Collected data entries:
★ ★ ★

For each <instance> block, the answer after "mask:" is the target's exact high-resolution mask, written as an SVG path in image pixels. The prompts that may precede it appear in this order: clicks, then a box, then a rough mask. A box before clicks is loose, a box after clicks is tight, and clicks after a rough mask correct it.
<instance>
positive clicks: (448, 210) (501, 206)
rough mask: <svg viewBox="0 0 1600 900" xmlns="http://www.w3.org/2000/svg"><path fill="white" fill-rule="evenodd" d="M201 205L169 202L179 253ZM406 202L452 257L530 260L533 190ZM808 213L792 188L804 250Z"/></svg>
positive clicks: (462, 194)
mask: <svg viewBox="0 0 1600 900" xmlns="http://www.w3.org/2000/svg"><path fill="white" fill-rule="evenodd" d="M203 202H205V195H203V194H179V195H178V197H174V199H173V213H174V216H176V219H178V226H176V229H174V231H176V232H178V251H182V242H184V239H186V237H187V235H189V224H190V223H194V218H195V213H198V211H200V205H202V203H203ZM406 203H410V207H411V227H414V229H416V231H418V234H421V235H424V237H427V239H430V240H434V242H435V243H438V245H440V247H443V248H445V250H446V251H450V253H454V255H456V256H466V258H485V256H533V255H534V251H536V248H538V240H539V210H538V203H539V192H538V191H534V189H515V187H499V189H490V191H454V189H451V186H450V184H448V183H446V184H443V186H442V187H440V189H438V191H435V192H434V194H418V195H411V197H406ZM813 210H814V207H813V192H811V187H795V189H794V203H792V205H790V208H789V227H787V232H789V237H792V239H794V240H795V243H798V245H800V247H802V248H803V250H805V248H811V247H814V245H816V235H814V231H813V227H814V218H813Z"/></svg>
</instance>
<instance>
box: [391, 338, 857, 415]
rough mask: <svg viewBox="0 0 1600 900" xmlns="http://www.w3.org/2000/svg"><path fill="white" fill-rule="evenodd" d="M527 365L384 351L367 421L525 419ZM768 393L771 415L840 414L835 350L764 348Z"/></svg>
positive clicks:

★ ★ ★

● Task details: Collect the lines of the data that carry the word "instance".

● Answer for this exercise:
For each <instance> block, the answer after "mask:" is the target's exact high-resolution mask, written as an SVG path in image pixels. The prompts that may precede it appear in this order: clicks, then a box, then a rough mask. A box before clicks is loose, a box after clicks is tight, and clicks after a rough mask correct it.
<instance>
</instance>
<instance>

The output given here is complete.